§ Source passage
Table 4 shows an example of an explanation extracted by our algorithm from the first sentence of a Wikipedia article and an example of an automatically generated Wikipedia-based explanation that was detected as being high quality by our algorithm. The first sentence presents an explanation related to the question on the “autonomous cars” and is extracted from the Wikipedia article on “Self-driving car”, which is identified as relevant to the key term “autonomous cars” in the early steps of the pipeline. The second sentence is an explanation generated by our pipeline on the basis of the text available in the Wikipedia article on “Autonomous cargo ship”, which is also considered relevant by our algorithm. The bits of the explanations that are most relevant and should help students answer the question are highlighted in italics: for instance, the information that a self-driving car uses little or no human input and that an autonomous ship decides the course of action itself may nudge students in the right direction and help them answer how many human drivers are needed to drive an autonomous vehicle.

Table 4 Examples of Wikipedia-based explanations

Pilot Study

This section presents the results obtained with the Korbit ITS using personalized feedback. In these experiments, we evaluate the personalized hints and Wikipedia-based explanations using a set of 796 annotated student–system interactions, collected from 183 students enrolled for free and studying the machine learning course on the Korbit learning platform remotely between January and February, 2020.

Students from around the world can sign up on the platform and need only provide their email address. This makes it difficult to accurately assess the student demographics. We use the Google Analytics tool to estimate the aggregate demographics of all the visitors of the Korbit learning platform website.Footnote 9 Although this will also include visitors who did not sign up to study on the platform and participate in the study, we expect that the demographics estimated here will be largely representative of the 183 students in our study. Based on this, we estimate that \(\tiny {\sim }\)51% of students come from Asia, \(\tiny {\sim }\)22% of students come from North America, Central America or South America, \(\tiny {\sim }\)13% of students come from Africa, \(\tiny {\sim }\)12.5% of students come from Europe, and \(\tiny {\sim }\)1.5% come from Oceania. Furthermore, we estimate that \(\tiny {\sim }\)70% of students are male and that the majority of students are between 18 and 35 years old.

Personalized Hints

To evaluate the personalized hints, a hint is selected at uniform random from one of the personalized feedback selection models when a student gives an incorrect solution. Afterwards, the student success rate at solving exercises is measured as the proportion of instances where a student provides a correct solution after receiving a personalized hint. We believe that the student success rate estimated as their ability to answer the posed question correctly after being provided with a hint shows hint efficacy, and in the future experiments we also plan to measure student learning gains by testing their knowledge and understanding of the relevant concepts in delayed post-tests.

Since it is possible for the ITS to provide several pedagogical interventions for a given exercise, we separate the success rate observed in students for all attempts from those for students who received a personalized hint or explanation before their second attempt at the exercise. The correctness of the student answer on the platform is assessed by our automated student solution verification module. For the purposes of accurately measuring student performance outcomes in this experiment, all student solutions and their correctness status assigned by the automated solution verification module were double-checked by domain experts (members of the Korbit team). Human annotators agreed with the system’s assessment in 80.53% of the cases; in other cases, human expert annotation of the student solution was used as the gold standard.

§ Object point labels
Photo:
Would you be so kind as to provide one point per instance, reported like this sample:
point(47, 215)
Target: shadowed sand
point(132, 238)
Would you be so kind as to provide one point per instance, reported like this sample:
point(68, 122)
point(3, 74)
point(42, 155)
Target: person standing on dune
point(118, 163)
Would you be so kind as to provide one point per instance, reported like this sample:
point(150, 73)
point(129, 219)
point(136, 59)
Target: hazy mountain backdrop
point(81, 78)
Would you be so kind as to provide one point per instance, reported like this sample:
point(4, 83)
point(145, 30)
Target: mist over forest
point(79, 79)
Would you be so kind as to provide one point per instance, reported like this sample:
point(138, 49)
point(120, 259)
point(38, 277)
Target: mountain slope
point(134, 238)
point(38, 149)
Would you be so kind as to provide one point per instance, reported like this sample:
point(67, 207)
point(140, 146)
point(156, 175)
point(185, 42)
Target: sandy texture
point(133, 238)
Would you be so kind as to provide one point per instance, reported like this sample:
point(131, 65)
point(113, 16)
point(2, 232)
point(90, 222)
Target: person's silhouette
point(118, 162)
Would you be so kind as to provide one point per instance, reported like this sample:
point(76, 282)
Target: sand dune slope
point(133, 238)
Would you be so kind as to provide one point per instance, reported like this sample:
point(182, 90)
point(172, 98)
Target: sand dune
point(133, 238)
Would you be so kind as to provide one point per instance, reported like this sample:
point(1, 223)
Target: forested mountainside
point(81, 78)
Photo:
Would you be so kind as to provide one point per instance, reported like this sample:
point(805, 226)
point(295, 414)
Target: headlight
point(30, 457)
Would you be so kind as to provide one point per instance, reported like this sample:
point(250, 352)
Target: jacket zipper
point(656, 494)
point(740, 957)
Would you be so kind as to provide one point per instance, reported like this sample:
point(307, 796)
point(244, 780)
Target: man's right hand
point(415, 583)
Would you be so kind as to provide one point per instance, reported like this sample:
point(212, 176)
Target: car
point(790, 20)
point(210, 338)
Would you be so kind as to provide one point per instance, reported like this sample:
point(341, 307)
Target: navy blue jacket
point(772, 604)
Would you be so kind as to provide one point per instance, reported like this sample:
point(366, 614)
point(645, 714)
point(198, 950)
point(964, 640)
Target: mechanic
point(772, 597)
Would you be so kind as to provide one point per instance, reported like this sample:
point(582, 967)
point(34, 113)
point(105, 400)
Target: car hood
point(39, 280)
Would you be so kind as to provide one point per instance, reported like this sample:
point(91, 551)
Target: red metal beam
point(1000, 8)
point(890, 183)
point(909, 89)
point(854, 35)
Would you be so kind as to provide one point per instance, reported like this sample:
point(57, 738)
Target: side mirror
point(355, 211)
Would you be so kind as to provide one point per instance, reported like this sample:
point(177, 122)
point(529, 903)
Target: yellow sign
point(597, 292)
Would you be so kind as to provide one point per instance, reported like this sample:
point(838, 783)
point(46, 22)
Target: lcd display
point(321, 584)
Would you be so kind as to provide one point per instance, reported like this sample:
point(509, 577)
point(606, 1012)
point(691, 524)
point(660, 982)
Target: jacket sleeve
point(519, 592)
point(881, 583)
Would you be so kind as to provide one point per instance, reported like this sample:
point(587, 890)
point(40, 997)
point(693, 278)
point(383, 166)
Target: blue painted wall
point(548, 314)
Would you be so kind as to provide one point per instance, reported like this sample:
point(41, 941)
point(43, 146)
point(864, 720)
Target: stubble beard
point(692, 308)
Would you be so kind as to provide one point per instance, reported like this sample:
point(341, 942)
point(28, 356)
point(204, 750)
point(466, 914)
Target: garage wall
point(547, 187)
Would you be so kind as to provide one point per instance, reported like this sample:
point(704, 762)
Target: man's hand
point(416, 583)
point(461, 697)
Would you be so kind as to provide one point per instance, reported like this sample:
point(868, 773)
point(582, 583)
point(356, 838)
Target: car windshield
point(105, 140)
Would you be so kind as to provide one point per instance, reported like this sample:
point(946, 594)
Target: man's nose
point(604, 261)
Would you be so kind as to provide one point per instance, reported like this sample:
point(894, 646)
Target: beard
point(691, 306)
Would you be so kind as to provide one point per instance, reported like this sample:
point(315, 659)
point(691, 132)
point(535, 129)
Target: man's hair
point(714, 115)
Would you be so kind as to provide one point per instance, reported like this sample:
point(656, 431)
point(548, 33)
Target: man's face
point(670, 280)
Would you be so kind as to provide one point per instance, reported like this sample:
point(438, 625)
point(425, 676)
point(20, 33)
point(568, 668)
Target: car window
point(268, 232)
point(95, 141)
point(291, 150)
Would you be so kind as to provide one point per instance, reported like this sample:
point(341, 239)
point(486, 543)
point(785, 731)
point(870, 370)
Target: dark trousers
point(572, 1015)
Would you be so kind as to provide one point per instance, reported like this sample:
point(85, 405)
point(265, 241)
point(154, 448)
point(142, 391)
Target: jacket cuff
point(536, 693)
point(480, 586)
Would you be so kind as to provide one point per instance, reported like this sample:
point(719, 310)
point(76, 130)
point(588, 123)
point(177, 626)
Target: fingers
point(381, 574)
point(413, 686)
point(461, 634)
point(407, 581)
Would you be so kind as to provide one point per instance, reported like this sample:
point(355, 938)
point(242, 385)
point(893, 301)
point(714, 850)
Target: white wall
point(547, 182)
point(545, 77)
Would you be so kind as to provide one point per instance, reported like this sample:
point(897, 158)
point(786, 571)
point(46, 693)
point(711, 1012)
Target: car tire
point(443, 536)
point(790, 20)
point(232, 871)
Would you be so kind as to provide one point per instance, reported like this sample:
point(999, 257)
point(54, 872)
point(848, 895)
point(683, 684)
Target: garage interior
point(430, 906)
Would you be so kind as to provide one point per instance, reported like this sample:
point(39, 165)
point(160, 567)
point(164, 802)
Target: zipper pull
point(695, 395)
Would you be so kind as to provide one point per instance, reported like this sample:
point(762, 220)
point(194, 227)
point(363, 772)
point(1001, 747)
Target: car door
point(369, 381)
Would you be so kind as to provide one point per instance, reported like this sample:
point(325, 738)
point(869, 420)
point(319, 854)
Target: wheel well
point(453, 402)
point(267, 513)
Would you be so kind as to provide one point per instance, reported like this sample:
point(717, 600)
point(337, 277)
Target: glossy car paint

§ Stated task 1
List every world region that the passage on the Korbit pilot study names in its estimate of where students come from.
§ Stated task 2
Please write out the passage on the Korbit pilot study from "Pilot Study" up to and including "and February, 2020.".

§ Output 1
Asia, North America, Central America, South America, Africa, Europe, Oceania

§ Output 2
Pilot Study

This section presents the results obtained with the Korbit ITS using personalized feedback. In these experiments, we evaluate the personalized hints and Wikipedia-based explanations using a set of 796 annotated student–system interactions, collected from 183 students enrolled for free and studying the machine learning course on the Korbit learning platform remotely between January and February, 2020.